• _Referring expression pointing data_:
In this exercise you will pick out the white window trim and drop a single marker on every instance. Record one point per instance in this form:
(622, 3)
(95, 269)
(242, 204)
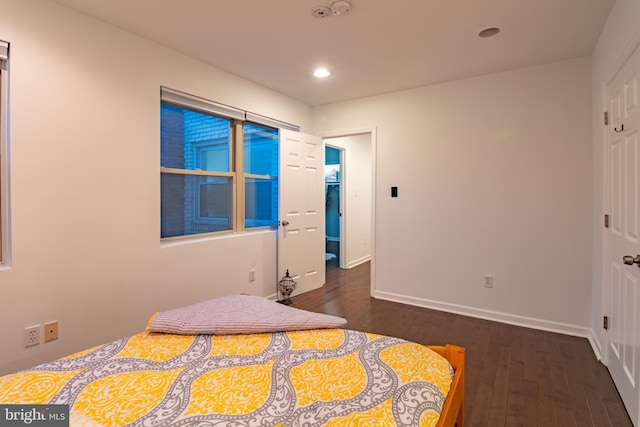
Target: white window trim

• _EXERCISE DESCRIPTION_: Each line of the data must be transcribed exactly; pictures are not carried over.

• _WRITTEN REPLY_:
In this exercise you will pick out the white window trim and drop a single marker on every instance. Record one point per instance in this form:
(622, 3)
(95, 269)
(242, 204)
Target: white window trim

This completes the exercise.